◆ SOURCE
=-=-=

I am receiving an access token from an OAuth 2 server after authenticating a user account, which I then need to use for subsequent api requests.

I want to hide the token value from the client and I believe one way of doing this is to save the token on the server in an encoded cookie so that when further requests are made, these can be routed through middleware and the cookie can then be used for retrieval of the token stored sever side and then used as a header value in the ongoing request to the actual api endpoint.

Someone has actually already asked this question - How to store an auth token in an Angular app This is exactly the flow I am working with in my application but the answer talks about using an Angular service and I'm not so sure I would want to do this, surely this can all be handled by Express so the client side code doesnt need to know about the token, just any errors the API server returns back.

So summary of flow I think I need:

  • User submits login credentials
  • OAuth 2 server returns access token
  • Token is saved somewhere in Express, keyed by an id of sorts
  • A cookie is generated and sent back in response to the client. Cookie contains token value encoded perhaps? Or maybe the id of token value stored in Express middleware component?

=-=-=

◆ PROBLEM REQUIREMENTS
Take the question about keeping an OAuth access token out of an Angular client further from its last sentence. The records have nothing to do with the text.

=-=-=

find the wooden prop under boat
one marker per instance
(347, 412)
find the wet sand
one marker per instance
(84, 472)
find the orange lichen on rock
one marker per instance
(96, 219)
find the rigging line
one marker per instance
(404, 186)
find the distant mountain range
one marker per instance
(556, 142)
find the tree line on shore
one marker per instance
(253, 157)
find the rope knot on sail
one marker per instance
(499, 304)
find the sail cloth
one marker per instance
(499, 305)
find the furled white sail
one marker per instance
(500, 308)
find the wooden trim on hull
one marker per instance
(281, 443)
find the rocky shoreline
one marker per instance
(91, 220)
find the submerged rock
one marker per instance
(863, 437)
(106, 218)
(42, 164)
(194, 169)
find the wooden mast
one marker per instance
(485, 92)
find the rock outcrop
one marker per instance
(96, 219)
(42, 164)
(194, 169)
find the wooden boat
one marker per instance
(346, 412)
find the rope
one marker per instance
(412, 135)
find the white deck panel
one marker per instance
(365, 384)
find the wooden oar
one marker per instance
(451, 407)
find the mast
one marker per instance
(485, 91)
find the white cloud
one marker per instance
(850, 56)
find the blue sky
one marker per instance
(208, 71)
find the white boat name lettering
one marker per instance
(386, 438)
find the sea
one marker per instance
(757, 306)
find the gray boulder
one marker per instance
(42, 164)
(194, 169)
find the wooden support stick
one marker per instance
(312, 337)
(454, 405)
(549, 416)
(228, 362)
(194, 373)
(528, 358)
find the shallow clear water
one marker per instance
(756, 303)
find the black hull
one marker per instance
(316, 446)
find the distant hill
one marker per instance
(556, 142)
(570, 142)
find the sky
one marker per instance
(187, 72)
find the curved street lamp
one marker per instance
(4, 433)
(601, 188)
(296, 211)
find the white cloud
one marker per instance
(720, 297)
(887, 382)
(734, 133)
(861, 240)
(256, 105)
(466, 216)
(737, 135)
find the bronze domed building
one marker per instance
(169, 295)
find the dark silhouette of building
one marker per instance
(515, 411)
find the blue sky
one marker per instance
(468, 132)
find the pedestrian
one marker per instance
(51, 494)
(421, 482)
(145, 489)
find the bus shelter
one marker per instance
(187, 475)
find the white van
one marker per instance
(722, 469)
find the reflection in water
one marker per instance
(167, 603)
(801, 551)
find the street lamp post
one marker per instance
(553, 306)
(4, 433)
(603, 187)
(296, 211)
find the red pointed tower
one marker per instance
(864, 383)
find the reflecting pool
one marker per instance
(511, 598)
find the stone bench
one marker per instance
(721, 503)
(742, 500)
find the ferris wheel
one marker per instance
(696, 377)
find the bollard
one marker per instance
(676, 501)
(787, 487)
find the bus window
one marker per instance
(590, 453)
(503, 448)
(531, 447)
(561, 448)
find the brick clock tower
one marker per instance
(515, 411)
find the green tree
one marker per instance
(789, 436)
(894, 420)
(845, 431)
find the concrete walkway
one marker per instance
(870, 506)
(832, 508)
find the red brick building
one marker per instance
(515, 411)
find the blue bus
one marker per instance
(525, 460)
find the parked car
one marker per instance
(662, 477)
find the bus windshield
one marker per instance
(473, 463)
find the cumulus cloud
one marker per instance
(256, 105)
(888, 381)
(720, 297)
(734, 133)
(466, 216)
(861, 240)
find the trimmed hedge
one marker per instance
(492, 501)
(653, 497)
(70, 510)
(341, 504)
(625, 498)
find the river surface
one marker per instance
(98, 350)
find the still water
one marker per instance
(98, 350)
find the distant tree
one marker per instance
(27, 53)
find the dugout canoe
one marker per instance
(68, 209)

=-=-=

◆ RESPONSE
  • Client makes an api request, which Express route middleware picks up.
  • Express checks for presence of cookie and either decodes the token value, or somehow retrieves from storage mechanism server side.
  • Token value is then used as a header between express and final api endpoint

There is probably middleware already out there that handles this kinda thing, I have already seen PassportJS which seems to be the kinda thing I may want to use, but I'm not so sure it handles the OAuth2 token flow on the server I am working against (password grant) and instead seems to be more suited to the redirect login OAuth flow.

I surely need somewhere to save the token value in Express, so some form of storage (not in memory I dont think).

I am fairly new to Express so would appreciate any suggestions\advice on how to approach this.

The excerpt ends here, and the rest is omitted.